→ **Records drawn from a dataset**
--- START ---

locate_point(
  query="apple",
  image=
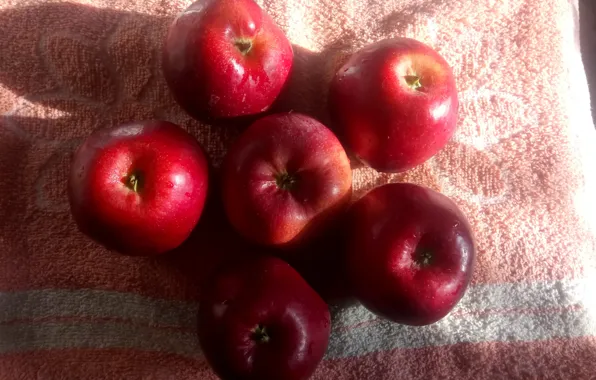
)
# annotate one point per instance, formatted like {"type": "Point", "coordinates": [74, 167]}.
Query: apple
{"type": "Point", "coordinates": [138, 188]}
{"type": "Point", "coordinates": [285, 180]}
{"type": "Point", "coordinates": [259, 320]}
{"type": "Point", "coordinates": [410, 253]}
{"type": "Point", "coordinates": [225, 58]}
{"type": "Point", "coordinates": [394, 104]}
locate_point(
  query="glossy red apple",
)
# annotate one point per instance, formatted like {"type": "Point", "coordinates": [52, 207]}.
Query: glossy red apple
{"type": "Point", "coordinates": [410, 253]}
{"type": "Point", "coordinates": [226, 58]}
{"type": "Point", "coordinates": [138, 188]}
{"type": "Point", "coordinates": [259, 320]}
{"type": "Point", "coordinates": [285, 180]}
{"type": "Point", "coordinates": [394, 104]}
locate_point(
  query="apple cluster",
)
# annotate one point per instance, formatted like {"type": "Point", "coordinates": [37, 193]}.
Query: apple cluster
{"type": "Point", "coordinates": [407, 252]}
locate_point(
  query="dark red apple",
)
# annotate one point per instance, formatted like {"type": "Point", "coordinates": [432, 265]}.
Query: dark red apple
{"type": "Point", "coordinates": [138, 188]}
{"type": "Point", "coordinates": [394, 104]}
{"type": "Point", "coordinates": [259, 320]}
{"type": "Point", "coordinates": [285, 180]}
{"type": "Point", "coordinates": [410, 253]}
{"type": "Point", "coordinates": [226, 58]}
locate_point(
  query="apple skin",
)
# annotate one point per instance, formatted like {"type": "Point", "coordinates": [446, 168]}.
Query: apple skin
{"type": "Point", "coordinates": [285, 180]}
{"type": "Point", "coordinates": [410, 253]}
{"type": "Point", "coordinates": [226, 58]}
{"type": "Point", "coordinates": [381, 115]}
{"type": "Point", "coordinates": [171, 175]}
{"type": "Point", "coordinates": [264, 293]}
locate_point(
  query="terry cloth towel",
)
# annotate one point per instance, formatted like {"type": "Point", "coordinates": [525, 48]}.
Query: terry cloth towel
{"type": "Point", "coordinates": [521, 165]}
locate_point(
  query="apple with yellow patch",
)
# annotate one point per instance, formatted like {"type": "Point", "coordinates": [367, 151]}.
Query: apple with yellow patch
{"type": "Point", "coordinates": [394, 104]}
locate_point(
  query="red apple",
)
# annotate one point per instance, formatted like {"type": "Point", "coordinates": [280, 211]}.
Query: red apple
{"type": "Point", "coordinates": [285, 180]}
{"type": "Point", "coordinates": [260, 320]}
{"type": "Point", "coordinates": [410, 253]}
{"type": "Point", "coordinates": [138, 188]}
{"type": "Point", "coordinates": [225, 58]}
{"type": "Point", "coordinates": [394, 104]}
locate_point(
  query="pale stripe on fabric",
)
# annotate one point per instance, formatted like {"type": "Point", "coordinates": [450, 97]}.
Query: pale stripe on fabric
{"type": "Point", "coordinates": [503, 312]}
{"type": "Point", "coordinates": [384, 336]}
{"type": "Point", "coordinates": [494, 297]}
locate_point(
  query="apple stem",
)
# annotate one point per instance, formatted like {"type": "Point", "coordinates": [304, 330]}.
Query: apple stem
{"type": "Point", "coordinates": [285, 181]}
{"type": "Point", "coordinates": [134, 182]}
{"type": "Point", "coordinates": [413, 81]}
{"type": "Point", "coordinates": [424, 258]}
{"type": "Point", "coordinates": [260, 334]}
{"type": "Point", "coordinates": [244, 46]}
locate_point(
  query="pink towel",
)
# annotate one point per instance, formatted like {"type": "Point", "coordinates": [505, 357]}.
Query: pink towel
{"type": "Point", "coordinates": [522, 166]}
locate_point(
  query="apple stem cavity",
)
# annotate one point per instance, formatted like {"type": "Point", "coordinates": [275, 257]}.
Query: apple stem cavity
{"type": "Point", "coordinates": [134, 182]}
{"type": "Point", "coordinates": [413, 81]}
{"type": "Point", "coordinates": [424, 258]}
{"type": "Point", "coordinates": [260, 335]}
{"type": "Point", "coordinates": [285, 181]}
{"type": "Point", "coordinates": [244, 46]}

--- END ---
--- START ---

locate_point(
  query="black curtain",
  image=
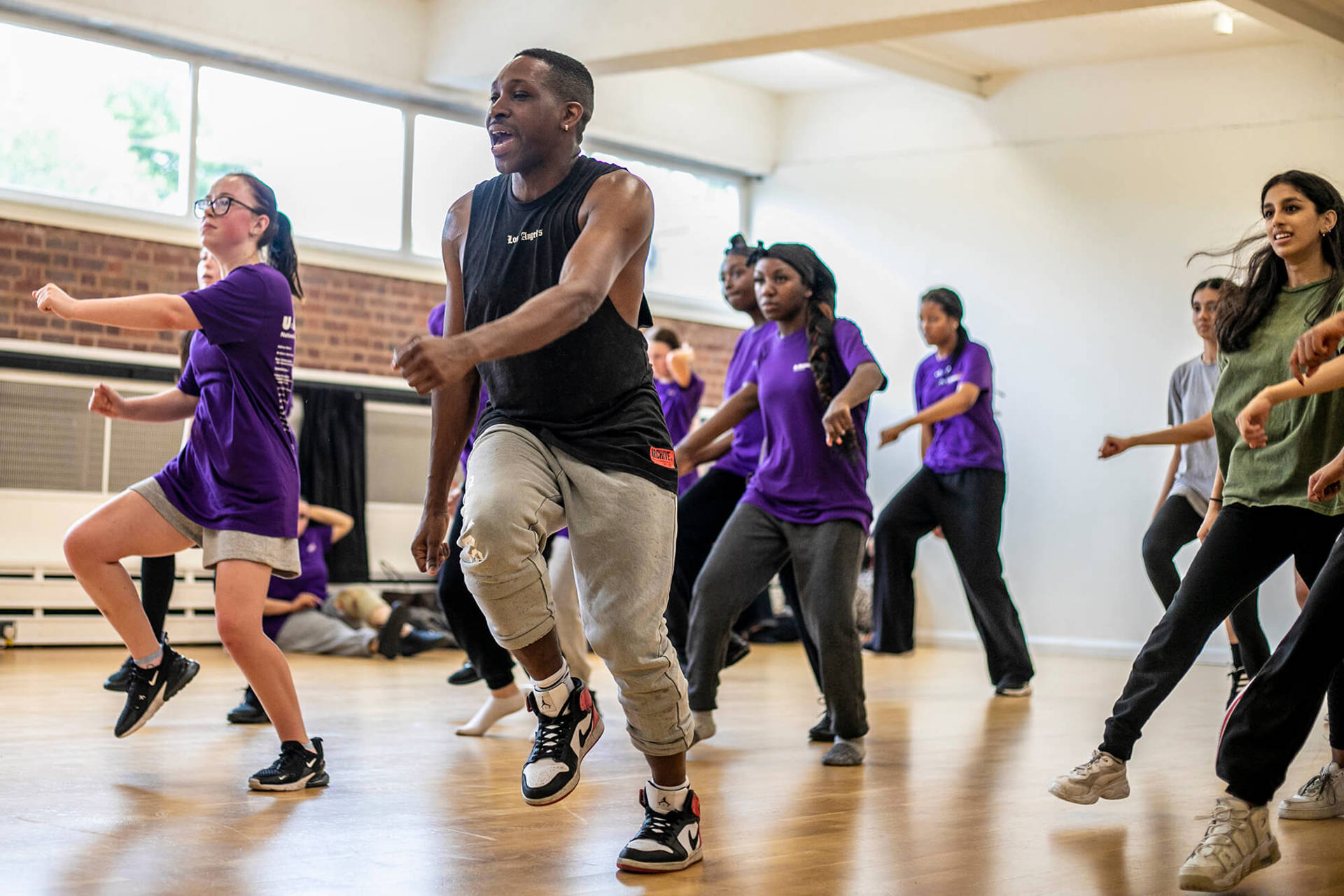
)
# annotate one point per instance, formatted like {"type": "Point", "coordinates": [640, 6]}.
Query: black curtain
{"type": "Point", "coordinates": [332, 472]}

--- END ---
--- START ---

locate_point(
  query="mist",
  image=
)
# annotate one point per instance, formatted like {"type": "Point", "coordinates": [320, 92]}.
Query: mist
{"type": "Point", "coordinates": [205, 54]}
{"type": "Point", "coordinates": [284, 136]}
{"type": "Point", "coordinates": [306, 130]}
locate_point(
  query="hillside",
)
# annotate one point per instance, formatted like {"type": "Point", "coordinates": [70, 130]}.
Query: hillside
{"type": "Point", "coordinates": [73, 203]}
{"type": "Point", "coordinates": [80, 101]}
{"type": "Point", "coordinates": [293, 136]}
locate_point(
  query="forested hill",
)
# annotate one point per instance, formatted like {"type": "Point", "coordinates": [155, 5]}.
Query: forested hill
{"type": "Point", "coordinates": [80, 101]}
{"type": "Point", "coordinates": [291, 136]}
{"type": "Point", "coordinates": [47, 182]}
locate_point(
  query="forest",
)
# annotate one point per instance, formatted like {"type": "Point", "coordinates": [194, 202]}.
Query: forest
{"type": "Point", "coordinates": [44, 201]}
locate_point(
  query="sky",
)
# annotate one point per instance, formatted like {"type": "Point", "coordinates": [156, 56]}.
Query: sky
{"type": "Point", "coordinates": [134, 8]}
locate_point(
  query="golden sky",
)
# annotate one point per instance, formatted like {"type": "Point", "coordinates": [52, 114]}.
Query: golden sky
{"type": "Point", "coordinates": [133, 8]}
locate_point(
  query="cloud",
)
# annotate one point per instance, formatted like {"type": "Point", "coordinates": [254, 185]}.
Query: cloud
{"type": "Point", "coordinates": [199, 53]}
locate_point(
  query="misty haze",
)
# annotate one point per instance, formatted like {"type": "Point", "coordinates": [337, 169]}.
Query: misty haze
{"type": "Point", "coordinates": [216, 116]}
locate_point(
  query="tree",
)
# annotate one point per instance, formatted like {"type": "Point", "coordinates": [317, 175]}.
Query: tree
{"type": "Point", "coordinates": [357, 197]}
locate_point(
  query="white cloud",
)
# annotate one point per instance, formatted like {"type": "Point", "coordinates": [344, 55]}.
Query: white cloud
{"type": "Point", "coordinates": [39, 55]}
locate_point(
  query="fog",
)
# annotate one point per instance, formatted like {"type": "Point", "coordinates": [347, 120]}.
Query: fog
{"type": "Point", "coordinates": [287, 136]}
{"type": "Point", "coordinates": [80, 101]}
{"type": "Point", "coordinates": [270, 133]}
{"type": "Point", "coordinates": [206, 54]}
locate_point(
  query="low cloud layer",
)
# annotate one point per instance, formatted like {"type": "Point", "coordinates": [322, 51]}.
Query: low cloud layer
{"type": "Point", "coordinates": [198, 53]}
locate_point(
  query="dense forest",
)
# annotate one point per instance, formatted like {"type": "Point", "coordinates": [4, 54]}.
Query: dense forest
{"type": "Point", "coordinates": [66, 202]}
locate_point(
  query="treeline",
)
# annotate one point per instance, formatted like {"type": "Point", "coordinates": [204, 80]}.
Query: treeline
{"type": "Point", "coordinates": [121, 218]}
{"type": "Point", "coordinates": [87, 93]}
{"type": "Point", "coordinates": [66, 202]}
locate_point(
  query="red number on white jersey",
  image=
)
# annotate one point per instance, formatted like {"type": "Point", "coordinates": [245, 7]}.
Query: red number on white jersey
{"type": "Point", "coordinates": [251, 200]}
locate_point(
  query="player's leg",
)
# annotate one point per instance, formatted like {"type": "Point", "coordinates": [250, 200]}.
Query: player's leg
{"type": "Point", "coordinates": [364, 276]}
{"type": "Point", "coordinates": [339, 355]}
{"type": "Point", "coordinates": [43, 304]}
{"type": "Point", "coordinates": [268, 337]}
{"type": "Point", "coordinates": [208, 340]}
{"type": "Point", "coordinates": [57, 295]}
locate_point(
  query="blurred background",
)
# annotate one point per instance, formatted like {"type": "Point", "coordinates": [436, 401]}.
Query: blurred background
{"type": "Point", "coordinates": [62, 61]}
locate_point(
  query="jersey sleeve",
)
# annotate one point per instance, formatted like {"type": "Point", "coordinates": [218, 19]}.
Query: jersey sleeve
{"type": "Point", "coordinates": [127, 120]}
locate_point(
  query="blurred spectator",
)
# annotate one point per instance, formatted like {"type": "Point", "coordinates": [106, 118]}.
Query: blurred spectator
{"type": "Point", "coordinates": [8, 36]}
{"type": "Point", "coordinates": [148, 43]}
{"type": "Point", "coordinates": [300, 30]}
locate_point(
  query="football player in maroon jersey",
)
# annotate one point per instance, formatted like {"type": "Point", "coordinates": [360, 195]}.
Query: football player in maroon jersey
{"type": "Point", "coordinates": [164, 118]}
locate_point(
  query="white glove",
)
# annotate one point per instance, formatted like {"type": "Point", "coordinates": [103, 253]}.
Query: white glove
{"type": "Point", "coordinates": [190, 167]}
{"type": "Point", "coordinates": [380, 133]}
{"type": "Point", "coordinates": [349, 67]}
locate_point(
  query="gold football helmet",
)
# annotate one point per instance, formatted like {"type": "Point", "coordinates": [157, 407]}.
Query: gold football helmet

--- END ---

→ **Task requirements**
Copy each line of the records that has "helmet" in it.

→ **Exercise solution**
  query="gold football helmet",
Query: gold football helmet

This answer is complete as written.